» **WHAT IS EXPECTED**
Copy the part of the meditation text from "I thought leaving" to "schools were closing." word for word.

Meditation for my April 16, 2020, Holy Yoga class.
One word I have used to describe myself over the past few years is fragmented.
I have been a wife and mom, a daughter and friend, a communications manager, a Holy Yoga instructor, a newly published book author …
Within each of those identities are various responsibilities and tasks, each vying for time and attention.
I thought leaving my full-time job last summer would alleviate that feeling of fragmentation, but—as you might imagine—I quickly began filling my newly released time with new tasks and meetings, diving deeper into my remaining identities.
Then came COVID-19.
Around 2:15 p.m. Friday, March 13, my son’s school alerted us that Washington’s schools were closing.
Wait … did you hear that?
That was the screeching sound of life-as-we-once-knew-it coming to a halt.
In a sense, the announcement came as a relief, because it took some tough decisions out of our hands. Decisions such as, Is it responsible to keep sending our student to school as a pandemic creeps ever closer?
But in another sense … yikes! What about my communications consulting work? The yoga classes I teach? The new writing I had planned to do? My meetings, my social life … ? And what if we or our extended family were to get sick?
With school canceled and my husband still working full-time at the office, most of my plans instantly went on hold … and some of them went online. Life is different now. My son and I are home-based, fully inhabiting this house for the first time, working together all day to learn and live. I’m learning a lot about his strengths and areas that need more attention. I’m realizing the same about myself.

» **EXTRACTED MATERIAL**
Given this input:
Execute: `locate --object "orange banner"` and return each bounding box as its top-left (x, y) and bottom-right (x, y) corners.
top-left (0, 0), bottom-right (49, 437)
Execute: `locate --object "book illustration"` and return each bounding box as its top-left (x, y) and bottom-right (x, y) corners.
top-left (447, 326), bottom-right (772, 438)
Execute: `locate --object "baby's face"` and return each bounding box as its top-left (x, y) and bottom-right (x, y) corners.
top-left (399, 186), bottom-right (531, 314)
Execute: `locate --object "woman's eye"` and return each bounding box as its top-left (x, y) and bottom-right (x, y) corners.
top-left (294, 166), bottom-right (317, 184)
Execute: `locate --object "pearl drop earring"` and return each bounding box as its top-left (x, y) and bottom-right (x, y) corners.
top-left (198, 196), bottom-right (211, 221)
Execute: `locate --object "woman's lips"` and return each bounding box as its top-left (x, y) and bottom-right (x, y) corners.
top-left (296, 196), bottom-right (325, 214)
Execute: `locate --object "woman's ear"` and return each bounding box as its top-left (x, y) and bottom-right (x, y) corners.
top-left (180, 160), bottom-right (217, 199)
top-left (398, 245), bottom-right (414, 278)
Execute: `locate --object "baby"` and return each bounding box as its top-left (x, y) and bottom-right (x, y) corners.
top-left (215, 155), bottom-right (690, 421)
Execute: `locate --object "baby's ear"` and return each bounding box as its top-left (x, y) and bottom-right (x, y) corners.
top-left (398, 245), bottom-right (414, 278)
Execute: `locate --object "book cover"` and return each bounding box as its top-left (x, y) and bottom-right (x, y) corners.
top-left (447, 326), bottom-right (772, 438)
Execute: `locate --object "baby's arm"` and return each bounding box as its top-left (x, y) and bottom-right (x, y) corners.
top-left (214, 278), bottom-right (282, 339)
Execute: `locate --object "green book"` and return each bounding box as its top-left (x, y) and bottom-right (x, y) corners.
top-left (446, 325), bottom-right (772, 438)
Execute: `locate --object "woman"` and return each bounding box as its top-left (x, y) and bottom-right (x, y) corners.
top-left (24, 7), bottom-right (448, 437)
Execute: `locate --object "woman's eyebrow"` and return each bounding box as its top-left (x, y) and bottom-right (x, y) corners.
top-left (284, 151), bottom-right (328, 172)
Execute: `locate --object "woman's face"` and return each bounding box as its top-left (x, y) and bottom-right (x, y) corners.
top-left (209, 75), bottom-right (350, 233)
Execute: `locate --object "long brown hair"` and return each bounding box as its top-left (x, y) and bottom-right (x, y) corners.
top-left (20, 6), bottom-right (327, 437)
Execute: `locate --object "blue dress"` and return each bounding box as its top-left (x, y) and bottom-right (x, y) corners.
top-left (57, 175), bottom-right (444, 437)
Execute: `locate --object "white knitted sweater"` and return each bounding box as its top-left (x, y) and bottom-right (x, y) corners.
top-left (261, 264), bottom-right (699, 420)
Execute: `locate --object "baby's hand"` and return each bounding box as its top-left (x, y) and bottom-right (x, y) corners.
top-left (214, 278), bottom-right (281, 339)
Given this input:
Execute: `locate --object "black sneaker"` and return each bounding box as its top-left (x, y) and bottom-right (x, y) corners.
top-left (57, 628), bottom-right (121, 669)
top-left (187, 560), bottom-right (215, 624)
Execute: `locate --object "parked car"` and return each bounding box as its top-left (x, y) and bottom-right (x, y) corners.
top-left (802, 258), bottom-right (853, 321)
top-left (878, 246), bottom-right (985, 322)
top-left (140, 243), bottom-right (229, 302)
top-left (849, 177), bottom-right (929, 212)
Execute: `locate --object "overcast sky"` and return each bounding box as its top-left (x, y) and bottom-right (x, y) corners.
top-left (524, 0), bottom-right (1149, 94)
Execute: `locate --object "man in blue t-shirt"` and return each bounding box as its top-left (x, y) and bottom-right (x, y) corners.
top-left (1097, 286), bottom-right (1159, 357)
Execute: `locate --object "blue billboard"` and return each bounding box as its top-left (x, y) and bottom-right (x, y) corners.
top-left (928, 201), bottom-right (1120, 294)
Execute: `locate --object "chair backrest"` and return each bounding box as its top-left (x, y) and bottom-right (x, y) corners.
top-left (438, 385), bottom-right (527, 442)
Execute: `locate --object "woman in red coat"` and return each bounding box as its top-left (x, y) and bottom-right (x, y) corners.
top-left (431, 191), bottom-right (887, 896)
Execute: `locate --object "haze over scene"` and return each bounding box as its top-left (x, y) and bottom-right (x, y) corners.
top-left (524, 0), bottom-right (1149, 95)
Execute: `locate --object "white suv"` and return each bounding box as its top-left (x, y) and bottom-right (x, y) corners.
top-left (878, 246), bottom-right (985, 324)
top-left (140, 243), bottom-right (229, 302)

» **OUTPUT OF THE EXERCISE**
I thought leaving my full-time job last summer would alleviate that feeling of fragmentation, but—as you might imagine—I quickly began filling my newly released time with new tasks and meetings, diving deeper into my remaining identities.
Then came COVID-19.
Around 2:15 p.m. Friday, March 13, my son’s school alerted us that Washington’s schools were closing.